WHAT IS ASKED: Copy word for word the entries from the line with "Check that each instance of the dark" to the line with "(1110, 309)", including both of those lines.

RECORDS PROVIDED:
⁂
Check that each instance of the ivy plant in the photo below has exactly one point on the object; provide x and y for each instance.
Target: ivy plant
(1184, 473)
⁂
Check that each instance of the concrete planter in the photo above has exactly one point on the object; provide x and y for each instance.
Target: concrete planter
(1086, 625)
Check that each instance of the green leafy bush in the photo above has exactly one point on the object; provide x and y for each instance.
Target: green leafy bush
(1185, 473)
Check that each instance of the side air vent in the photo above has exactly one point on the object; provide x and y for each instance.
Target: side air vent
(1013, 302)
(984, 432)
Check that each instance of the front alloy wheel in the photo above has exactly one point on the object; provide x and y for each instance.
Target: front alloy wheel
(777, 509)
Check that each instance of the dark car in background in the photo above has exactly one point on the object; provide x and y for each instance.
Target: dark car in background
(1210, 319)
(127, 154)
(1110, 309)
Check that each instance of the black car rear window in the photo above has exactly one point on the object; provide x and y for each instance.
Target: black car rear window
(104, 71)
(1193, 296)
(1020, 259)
⁂
EXERCISE RESULT:
Check that each instance of the dark car in background in the photo above has exactly one point on the object; provide x and y for each instance.
Target: dark car in background
(1210, 319)
(127, 154)
(1110, 309)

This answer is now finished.